■ Exercise instructions: Starting with the first line, output the data exactly, through to the last line.
Information given Block Start
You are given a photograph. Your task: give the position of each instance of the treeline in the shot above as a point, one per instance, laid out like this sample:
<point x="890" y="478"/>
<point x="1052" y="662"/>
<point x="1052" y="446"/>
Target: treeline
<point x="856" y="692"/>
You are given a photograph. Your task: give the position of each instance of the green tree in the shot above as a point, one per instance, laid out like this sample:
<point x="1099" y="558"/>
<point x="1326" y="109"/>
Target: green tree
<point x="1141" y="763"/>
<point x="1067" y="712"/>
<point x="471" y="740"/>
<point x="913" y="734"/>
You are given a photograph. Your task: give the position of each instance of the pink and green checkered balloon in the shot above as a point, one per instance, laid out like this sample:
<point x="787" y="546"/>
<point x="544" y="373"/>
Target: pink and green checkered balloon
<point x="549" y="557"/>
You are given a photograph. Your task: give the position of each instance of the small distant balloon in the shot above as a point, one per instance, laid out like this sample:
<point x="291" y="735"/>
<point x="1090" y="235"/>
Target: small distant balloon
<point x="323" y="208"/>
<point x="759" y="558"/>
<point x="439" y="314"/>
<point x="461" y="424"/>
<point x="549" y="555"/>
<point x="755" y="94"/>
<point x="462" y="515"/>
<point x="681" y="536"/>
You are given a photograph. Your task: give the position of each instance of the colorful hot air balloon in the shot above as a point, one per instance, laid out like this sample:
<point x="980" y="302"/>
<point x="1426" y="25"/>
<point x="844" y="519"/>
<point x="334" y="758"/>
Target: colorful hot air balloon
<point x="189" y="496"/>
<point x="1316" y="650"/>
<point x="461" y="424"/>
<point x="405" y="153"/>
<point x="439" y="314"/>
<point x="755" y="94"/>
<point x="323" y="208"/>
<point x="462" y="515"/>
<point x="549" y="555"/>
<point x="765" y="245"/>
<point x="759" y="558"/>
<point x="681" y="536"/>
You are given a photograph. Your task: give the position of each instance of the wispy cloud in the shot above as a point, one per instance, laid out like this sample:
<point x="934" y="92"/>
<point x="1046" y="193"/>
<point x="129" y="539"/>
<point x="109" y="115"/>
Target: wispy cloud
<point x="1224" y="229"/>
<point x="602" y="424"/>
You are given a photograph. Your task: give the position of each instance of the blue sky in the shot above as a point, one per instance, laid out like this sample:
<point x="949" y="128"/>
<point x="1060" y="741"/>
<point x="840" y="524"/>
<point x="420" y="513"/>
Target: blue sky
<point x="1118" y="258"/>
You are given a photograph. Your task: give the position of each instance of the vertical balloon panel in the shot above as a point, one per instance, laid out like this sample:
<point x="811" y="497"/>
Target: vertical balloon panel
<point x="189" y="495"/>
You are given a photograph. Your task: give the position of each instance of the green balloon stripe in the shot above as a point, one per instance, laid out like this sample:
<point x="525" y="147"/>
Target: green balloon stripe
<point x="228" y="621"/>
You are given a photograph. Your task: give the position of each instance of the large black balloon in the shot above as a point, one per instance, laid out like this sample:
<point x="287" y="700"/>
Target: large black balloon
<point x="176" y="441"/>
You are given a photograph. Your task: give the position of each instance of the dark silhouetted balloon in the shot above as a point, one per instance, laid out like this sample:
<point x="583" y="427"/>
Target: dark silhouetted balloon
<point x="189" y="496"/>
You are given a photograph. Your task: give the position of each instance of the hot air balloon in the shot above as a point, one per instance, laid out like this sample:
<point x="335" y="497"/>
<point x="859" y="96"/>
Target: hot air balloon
Information given Block End
■ Response to the task:
You are given a photograph. Your task: give the position of each instance of the treeline in the shot above as a point, one per instance, laid out like this sample:
<point x="890" y="478"/>
<point x="1052" y="662"/>
<point x="1052" y="446"/>
Target: treeline
<point x="856" y="692"/>
You are given a photograph. Your task: give the position of each instance of the green tree in the shot above as a point, one per instance, laid out like this sample:
<point x="1099" y="558"/>
<point x="1326" y="109"/>
Target: green tree
<point x="1141" y="763"/>
<point x="1067" y="712"/>
<point x="471" y="740"/>
<point x="913" y="734"/>
You are given a photograph. Your task: give the position of each instance of the pink and green checkered balloon in the shot above as a point, one per instance, laid out like this sample:
<point x="787" y="546"/>
<point x="544" y="373"/>
Target: pink and green checkered balloon
<point x="549" y="557"/>
You are given a photograph. Your task: give the position of each instance of the small distant balloon in the shot above as a point, one per instance, laid out like this sample:
<point x="291" y="735"/>
<point x="1090" y="235"/>
Target: small distant balloon
<point x="323" y="208"/>
<point x="759" y="558"/>
<point x="439" y="314"/>
<point x="461" y="424"/>
<point x="549" y="555"/>
<point x="755" y="94"/>
<point x="462" y="515"/>
<point x="681" y="536"/>
You are given a photograph. Your task: give the position of each instance of the colorful hot air balloon in the shot above as a point, one per instance, laid out like this sample:
<point x="980" y="302"/>
<point x="1426" y="25"/>
<point x="844" y="519"/>
<point x="334" y="758"/>
Target: colorful hot air balloon
<point x="189" y="496"/>
<point x="1316" y="650"/>
<point x="461" y="424"/>
<point x="405" y="153"/>
<point x="439" y="314"/>
<point x="755" y="94"/>
<point x="323" y="208"/>
<point x="462" y="515"/>
<point x="549" y="555"/>
<point x="765" y="245"/>
<point x="759" y="558"/>
<point x="681" y="536"/>
You are given a photograph. Your task: give the position of each instance of the wispy cloud in the shot above as a point, one per instance, laid out like this sample:
<point x="934" y="92"/>
<point x="1046" y="193"/>
<point x="129" y="539"/>
<point x="109" y="115"/>
Target: wispy cloud
<point x="1224" y="229"/>
<point x="602" y="424"/>
You are given a photograph. Your task: give the position of each instance of the blue sky in the shot above as a point, one per instance, laid out like this sample:
<point x="949" y="128"/>
<point x="1060" y="741"/>
<point x="840" y="524"/>
<point x="420" y="513"/>
Target: blue sky
<point x="1118" y="258"/>
You are given a photograph. Your task: give the position of each instance of the vertical balloon panel in the shot above as a point, one per instance, laid out like this sample:
<point x="811" y="497"/>
Target: vertical balloon panel
<point x="189" y="495"/>
You are given a photograph. Your task: give the position of each instance of the green balloon stripe in the shot above as a point, one per instance, laid out like this sample:
<point x="525" y="147"/>
Target: green balloon stripe
<point x="228" y="621"/>
You are given a photograph. Your task: give the position of each instance of the large black balloon in the shot above as a point, one per instance, laid out like this sample:
<point x="287" y="700"/>
Target: large black balloon
<point x="176" y="441"/>
You are given a photograph. Your task: give the position of each instance of the dark silhouetted balloon in the shot above as a point, one per instance, laid out like this sample:
<point x="583" y="427"/>
Target: dark silhouetted balloon
<point x="189" y="496"/>
You are given a photograph. Your task: give the position of each instance of the hot air balloon in the shot above as a point, one per instance, laid out like this sample:
<point x="335" y="497"/>
<point x="859" y="96"/>
Target: hot air balloon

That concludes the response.